Given passage >>
[start]

Sindjelic was initially detained in Serbia based on Velimirovic’s testimony fingering him as his recruiter to purchase weapons and to participate in the take-over of the parliamentary building on election night. After giving testimony to the Serbian Prosecution on November 6th, Sindjelic agreed to be transferred Montenegro to testify under a promise fora “protected witness” deal with both Serbian and Montenegrin prosecutors. On November 22, the High Criminal Court of Montenegro approved the suspension of his criminal liability in return for testimony on his alleged handlers.
Before the Montenegrin prosecution, Sindjelic recounted that he had been recruited by Russian citizens who he believed to be working for the special services. He in turn hired Bratislav Dikic, a former chief of Serbia’s Special Police, and the two organized a criminal group which had prepared riots after the elections in Montenegro on 16 October, with an ultimate plan to assassinate PM Djukanovic and forcibly seize power in Montenegro.

[end]

Aim 1 >>
Identify each line in the records below that contains the word "dispenser", and copy those lines.

Material to process >>
[start]

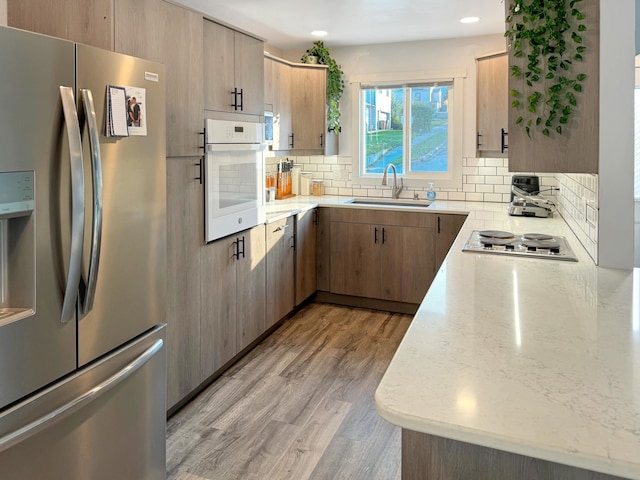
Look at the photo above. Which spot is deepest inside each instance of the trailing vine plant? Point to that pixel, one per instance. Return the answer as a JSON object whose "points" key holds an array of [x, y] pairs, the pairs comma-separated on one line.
{"points": [[548, 38], [335, 83]]}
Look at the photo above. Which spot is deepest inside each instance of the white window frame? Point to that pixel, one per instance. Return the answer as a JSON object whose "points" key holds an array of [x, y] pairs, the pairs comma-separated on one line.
{"points": [[450, 179]]}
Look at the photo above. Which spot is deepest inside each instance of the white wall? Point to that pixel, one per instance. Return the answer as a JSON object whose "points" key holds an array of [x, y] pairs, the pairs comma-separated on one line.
{"points": [[617, 47], [419, 56], [3, 12]]}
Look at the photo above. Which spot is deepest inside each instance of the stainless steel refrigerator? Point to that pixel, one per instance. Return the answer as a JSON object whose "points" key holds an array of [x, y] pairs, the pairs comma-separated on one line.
{"points": [[82, 266]]}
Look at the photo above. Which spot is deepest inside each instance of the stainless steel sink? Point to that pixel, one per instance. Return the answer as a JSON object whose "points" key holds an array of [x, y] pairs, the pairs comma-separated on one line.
{"points": [[391, 202]]}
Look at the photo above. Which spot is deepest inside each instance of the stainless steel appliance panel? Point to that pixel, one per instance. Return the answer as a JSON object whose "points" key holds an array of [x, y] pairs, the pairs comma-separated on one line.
{"points": [[131, 280], [40, 348], [105, 422]]}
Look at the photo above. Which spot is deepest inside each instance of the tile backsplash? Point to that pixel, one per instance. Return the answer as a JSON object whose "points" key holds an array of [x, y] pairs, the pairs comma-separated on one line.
{"points": [[483, 180]]}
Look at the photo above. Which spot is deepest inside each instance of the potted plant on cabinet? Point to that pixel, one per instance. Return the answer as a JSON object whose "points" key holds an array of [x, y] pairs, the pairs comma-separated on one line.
{"points": [[318, 53]]}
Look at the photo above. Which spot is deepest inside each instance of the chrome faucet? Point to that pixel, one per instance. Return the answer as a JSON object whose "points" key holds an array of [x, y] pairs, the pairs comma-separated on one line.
{"points": [[395, 190]]}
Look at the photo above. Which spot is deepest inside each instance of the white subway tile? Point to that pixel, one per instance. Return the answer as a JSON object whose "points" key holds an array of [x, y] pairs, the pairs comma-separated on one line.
{"points": [[457, 196], [475, 179], [494, 162], [474, 197], [471, 162], [482, 188], [493, 197], [494, 180], [487, 171]]}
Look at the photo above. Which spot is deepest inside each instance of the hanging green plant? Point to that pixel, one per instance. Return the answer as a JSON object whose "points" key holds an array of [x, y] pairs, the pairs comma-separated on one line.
{"points": [[335, 83], [546, 38]]}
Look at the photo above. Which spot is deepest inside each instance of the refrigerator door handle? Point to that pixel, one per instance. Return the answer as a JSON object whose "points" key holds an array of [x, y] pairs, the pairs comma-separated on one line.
{"points": [[76, 404], [89, 289], [77, 204]]}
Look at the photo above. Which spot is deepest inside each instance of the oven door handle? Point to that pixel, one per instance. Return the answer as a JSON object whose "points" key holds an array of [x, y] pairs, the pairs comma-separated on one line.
{"points": [[236, 147]]}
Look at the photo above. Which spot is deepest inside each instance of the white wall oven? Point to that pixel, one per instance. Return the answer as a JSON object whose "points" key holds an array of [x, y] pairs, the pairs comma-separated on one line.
{"points": [[234, 179]]}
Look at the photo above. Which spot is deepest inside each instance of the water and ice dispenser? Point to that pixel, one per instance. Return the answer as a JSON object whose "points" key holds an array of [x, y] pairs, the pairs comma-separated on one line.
{"points": [[17, 246]]}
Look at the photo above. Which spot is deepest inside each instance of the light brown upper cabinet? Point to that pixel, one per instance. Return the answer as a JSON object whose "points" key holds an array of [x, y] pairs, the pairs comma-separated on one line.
{"points": [[84, 21], [576, 150], [308, 100], [233, 71], [297, 93], [277, 94], [492, 107], [169, 34]]}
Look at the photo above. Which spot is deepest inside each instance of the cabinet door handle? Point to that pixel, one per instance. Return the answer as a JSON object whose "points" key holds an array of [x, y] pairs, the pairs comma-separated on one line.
{"points": [[236, 94], [236, 249], [241, 106], [235, 98], [199, 177]]}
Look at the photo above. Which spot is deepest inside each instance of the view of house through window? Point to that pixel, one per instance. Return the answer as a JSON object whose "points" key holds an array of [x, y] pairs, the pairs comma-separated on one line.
{"points": [[407, 126]]}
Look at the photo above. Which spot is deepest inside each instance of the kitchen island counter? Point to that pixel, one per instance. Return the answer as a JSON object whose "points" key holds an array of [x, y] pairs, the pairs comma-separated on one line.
{"points": [[534, 357]]}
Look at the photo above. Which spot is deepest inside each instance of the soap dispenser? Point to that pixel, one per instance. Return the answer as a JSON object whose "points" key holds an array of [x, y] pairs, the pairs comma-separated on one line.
{"points": [[431, 194]]}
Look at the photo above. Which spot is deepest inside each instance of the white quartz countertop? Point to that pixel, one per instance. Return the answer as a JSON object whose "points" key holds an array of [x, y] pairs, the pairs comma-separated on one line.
{"points": [[531, 356]]}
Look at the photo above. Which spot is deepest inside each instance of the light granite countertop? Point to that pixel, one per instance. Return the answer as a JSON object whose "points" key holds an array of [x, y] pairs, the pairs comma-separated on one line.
{"points": [[531, 356]]}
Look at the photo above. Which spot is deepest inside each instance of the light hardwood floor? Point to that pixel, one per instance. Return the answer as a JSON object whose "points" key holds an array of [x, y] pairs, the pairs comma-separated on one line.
{"points": [[299, 406]]}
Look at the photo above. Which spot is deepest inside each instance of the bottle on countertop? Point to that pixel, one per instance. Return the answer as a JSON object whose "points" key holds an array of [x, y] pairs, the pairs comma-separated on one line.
{"points": [[431, 194]]}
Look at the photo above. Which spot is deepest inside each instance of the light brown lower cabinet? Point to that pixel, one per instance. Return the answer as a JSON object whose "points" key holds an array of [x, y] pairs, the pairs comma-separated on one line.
{"points": [[233, 297], [437, 458], [185, 234], [280, 269], [391, 260], [305, 246], [447, 230]]}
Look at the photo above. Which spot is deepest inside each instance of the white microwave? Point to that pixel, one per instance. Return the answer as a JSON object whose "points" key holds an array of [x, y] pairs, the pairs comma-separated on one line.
{"points": [[233, 177]]}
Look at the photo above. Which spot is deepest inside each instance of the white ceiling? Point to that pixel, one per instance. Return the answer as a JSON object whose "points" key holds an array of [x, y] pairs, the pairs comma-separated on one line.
{"points": [[287, 24]]}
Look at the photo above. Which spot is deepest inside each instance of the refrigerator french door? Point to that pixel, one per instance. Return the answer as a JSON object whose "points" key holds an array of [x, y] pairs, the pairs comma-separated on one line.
{"points": [[82, 265]]}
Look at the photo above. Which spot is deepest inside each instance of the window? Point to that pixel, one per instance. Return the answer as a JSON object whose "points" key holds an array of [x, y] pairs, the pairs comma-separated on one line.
{"points": [[415, 125]]}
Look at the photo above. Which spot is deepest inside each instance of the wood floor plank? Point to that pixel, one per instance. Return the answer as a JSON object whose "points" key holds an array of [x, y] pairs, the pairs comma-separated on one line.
{"points": [[301, 458], [298, 406]]}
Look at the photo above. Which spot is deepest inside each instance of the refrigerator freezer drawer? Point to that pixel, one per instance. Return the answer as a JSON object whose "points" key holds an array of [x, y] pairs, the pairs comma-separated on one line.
{"points": [[106, 421]]}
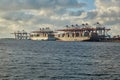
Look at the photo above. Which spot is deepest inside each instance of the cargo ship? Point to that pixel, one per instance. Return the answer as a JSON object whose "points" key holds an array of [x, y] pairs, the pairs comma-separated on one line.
{"points": [[44, 34], [82, 33]]}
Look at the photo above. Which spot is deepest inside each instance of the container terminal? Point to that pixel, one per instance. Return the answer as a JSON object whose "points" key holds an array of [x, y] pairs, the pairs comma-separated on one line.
{"points": [[76, 32]]}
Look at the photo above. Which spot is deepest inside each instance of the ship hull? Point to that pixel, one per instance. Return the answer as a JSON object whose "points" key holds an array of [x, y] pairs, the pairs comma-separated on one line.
{"points": [[43, 38], [73, 39]]}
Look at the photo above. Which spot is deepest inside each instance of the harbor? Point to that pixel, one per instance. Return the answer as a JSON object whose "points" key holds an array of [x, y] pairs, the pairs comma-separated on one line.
{"points": [[83, 32]]}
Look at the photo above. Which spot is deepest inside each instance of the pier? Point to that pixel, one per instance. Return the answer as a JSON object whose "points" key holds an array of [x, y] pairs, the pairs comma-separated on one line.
{"points": [[20, 35]]}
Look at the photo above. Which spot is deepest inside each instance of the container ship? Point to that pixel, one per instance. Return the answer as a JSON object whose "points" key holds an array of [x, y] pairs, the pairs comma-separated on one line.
{"points": [[44, 34], [84, 33]]}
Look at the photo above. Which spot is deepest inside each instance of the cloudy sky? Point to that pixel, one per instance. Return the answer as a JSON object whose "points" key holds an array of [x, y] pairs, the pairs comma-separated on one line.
{"points": [[32, 14]]}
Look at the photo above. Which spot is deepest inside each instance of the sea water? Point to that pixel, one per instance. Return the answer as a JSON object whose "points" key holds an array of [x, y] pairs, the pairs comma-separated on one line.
{"points": [[55, 60]]}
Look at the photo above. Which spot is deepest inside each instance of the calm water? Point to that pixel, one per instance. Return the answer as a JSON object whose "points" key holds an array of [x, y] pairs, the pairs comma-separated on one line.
{"points": [[49, 60]]}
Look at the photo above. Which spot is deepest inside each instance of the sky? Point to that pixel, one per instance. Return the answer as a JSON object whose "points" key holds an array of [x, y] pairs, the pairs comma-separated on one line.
{"points": [[31, 15]]}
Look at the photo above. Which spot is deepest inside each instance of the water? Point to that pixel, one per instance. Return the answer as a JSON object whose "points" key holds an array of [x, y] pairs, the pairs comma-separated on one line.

[end]

Aim 2 >>
Copy the part of the passage about the Montenegro plot above, between "Sindjelic was initially" and "his alleged handlers.", inclusive.

Reply 1 >>
Look at the photo above. Which spot is deepest inside each instance of the water and ice dispenser? Point to that pixel, one per instance. Return the answer as a JSON object whose "points" key holds an array of [x, y] pairs, the pairs comma-separated on one line.
Look at the photo above. Which spot is deepest inside each instance of the soap dispenser? Point to that pixel, one per instance. Return the answer as a JSON object whose "points" key holds an array of [x, y] pairs, the pairs comma-separated on one line.

Reply 2 >>
Sindjelic was initially detained in Serbia based on Velimirovic’s testimony fingering him as his recruiter to purchase weapons and to participate in the take-over of the parliamentary building on election night. After giving testimony to the Serbian Prosecution on November 6th, Sindjelic agreed to be transferred Montenegro to testify under a promise fora “protected witness” deal with both Serbian and Montenegrin prosecutors. On November 22, the High Criminal Court of Montenegro approved the suspension of his criminal liability in return for testimony on his alleged handlers.